Enunciado A.
Retorne cada linha da listagem em que aparece a palavra "purple", tratando maiúsculas e minúsculas como diferentes.

Trecho citado.
☆ ☆ ☆ ☆
Fundado inicialmente para combater a peste bubônica que atingia a população da Baixada Santista, o Instituto Butantan logo absorveu as pesquisas de seu fundador no desenvolvimento de soros antiofídicos. Para tanto, Brazil precisava de serpentes que fornecessem veneno, a matéria-prima para os antídotos. Uma campanha nacional foi lançada pedindo à população o envio de serpentes capturadas. Exemplares de todo o Brasil começaram a ser enviados à instituição paulistana, contando com transporte gratuito dos Correios, das Forças Armadas e de companhias de estradas de ferro. A maior parte da coleção destruída pelo incêndio foi formada desse modo, com exemplares doados pela população durante mais de um século. “As perdas também incluem parte da história do Brasil, informações sobre a alternância das culturas e muitos outros dados que esses animais guardavam”, lamentou Franco. O trabalho de recuperação dos exemplares remanescentes ainda não acabou. Animais e partes recuperadas foram armazenados em cem galões de 50 litros cada um e serão catalogados. Franco espera ter recuperado entre 15% e 20% da coleção de serpentes e entre 40% e 50% do acervo de aranhas. Os pesquisadores do Butantan já retiraram em bom estado 370 das quase mil espécies de cobras armazenadas e esperam que o número chegue a 500. “Esperamos recuperar 50% dos tipos de serpentes e 80% de artrópodes e ainda 60% de materiais emprestados de outras instituições”, disse. Como lição da tragédia, Franco listou uma série de medidas que poderiam ter minimizado os prejuízos, como a valorização dos dados digitalizados das coleções e a distribuição de exemplares. O Butantan construirá um novo prédio para abrigar a coleção remanescente.
Fazer permuta de materiais e aumentar o intercâmbio com outras instituições são meios de manter exemplares em locais diferentes de modo a reduzir os riscos de desaparecimento de espécies. Outro ponto importante é o aumento na valorização dos acervos do gênero em todo o Brasil. “Esse acidente deve fortalecer os acervos semelhantes, que agora tiveram sua importância aumentada, pois deverão cobrir a demanda que o Butantan supria”, destacou Franco.
☆ ☆ ☆ ☆
Material de entrada.
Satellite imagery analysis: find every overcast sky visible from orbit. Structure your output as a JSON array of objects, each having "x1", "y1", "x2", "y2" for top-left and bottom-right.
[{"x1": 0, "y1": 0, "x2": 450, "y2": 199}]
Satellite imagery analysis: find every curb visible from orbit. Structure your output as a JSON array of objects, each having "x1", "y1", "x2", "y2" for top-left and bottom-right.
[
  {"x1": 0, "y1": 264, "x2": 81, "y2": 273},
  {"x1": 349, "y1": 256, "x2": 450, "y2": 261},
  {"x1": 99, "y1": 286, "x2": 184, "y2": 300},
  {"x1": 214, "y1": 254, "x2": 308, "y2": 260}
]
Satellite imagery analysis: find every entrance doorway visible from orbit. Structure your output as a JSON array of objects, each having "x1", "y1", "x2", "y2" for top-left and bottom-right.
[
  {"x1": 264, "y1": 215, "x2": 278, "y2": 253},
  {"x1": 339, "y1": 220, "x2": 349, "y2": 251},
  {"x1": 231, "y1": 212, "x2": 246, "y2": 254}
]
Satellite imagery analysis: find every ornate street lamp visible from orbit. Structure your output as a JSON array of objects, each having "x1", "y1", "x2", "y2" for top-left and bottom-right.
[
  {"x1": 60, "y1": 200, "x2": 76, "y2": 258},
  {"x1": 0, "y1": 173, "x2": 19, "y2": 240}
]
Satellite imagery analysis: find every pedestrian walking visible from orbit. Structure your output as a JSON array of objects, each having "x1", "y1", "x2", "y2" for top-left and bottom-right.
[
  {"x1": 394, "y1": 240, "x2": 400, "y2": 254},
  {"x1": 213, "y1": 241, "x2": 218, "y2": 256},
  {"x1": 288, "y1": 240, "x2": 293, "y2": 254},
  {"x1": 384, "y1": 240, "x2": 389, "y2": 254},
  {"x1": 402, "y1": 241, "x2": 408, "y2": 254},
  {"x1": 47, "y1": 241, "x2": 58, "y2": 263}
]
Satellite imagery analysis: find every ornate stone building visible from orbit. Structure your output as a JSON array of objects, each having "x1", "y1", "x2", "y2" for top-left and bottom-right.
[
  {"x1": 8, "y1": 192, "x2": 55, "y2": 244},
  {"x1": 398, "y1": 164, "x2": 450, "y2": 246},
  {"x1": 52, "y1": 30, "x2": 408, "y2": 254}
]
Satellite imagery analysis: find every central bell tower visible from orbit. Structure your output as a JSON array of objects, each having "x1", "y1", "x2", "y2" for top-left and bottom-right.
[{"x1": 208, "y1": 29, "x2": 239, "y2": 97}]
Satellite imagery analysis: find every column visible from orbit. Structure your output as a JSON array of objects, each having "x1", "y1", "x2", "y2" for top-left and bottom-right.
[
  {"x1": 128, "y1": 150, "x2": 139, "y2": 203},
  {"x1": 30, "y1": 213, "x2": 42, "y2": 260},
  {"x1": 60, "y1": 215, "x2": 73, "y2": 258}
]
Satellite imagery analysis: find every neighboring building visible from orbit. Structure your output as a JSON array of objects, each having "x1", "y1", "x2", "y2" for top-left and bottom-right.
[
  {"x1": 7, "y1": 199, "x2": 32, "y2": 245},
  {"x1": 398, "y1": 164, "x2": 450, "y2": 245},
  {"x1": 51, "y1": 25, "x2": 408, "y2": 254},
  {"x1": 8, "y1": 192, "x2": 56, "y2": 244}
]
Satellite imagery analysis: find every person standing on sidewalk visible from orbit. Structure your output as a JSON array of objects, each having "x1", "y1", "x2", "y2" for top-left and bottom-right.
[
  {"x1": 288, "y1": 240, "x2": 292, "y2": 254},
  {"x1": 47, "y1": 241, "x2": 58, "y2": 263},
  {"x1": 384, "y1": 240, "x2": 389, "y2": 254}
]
☆ ☆ ☆ ☆
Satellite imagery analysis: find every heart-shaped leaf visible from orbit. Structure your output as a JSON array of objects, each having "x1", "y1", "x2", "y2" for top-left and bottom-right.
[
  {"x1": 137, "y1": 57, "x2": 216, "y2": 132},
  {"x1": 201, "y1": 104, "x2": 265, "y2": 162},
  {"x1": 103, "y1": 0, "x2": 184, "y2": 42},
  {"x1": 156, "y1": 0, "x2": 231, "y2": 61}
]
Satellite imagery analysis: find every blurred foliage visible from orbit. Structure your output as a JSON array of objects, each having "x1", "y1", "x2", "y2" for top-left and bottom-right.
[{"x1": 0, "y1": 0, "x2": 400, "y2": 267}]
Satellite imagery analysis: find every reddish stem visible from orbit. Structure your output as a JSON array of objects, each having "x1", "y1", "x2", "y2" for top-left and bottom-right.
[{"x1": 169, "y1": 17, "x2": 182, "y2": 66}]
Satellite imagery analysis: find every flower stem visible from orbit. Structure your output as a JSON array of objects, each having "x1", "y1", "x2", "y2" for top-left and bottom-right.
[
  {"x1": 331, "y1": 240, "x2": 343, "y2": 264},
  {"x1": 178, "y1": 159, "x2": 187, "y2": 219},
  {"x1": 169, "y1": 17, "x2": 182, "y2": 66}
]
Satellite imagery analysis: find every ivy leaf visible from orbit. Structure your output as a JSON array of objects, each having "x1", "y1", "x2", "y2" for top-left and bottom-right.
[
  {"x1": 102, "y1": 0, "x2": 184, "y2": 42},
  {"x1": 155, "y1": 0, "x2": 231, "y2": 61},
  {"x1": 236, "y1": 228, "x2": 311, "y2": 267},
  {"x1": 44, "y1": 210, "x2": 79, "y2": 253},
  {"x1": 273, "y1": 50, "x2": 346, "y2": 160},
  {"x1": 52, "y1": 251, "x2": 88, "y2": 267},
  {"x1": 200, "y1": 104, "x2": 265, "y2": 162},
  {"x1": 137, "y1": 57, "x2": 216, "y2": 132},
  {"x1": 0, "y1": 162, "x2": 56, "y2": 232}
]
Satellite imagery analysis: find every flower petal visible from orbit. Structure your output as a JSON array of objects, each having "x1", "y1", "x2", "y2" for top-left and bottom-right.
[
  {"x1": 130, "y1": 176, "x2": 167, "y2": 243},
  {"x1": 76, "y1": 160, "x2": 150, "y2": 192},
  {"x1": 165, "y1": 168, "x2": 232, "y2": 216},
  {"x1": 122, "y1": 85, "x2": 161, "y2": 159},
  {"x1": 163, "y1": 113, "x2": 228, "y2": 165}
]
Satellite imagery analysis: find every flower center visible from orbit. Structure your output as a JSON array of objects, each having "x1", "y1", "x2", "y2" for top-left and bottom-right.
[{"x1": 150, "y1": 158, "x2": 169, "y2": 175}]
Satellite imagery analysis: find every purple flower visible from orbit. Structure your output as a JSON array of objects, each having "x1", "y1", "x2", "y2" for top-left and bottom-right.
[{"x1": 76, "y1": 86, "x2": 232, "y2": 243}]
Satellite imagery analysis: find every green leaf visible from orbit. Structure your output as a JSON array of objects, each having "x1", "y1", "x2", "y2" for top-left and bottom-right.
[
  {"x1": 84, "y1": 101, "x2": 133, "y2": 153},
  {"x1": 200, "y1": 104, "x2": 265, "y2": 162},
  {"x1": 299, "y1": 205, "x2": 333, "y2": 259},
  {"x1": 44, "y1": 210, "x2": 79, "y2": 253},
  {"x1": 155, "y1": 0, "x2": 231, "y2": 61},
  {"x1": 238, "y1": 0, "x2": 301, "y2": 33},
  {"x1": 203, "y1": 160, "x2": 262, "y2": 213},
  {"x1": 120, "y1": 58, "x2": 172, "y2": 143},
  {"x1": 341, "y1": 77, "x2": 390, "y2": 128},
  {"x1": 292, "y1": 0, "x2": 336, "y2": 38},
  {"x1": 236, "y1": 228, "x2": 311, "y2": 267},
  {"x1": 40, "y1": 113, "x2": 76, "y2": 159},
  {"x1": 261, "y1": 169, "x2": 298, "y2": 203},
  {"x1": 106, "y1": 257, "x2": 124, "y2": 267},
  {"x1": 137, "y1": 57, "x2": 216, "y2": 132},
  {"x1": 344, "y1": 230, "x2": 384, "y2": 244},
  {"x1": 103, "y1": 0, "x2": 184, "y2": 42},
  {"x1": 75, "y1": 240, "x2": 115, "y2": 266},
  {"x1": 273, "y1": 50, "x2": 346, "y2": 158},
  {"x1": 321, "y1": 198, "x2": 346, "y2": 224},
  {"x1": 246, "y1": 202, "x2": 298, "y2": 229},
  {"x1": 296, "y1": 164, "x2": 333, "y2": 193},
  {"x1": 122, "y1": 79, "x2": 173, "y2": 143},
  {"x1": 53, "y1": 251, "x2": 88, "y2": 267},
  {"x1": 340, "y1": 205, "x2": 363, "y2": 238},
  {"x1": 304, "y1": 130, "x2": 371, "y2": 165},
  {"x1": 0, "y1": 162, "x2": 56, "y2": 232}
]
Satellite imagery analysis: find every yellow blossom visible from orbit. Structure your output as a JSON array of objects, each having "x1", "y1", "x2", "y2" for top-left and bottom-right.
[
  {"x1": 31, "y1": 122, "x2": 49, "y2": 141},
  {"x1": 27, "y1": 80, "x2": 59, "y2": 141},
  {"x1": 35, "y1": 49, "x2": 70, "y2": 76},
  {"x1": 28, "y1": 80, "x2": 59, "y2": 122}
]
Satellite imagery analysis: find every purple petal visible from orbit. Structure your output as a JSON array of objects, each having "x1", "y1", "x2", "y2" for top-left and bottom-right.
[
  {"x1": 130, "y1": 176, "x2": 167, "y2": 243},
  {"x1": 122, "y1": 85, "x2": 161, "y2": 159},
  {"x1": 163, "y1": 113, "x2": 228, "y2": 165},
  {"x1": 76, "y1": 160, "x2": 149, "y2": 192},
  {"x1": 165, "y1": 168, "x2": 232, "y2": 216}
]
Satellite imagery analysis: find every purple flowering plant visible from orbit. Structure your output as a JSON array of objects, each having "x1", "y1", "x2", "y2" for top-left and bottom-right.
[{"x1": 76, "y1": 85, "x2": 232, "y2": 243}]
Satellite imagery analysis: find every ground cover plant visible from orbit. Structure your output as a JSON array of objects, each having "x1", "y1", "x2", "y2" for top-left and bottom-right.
☆ ☆ ☆ ☆
Enunciado B.
De acordo com o trecho citado, onde foram guardados os animais e as partes recuperadas?

Resolução A.
Satellite imagery analysis: find every purple flower visible from orbit. Structure your output as a JSON array of objects, each having "x1", "y1", "x2", "y2" for top-left and bottom-right.
Satellite imagery analysis: find every purple petal visible from orbit. Structure your output as a JSON array of objects, each having "x1", "y1", "x2", "y2" for top-left and bottom-right.
Satellite imagery analysis: find every purple flowering plant visible from orbit. Structure your output as a JSON array of objects, each having "x1", "y1", "x2", "y2" for top-left and bottom-right.

Resolução B.
Em cem galões de 50 litros cada um.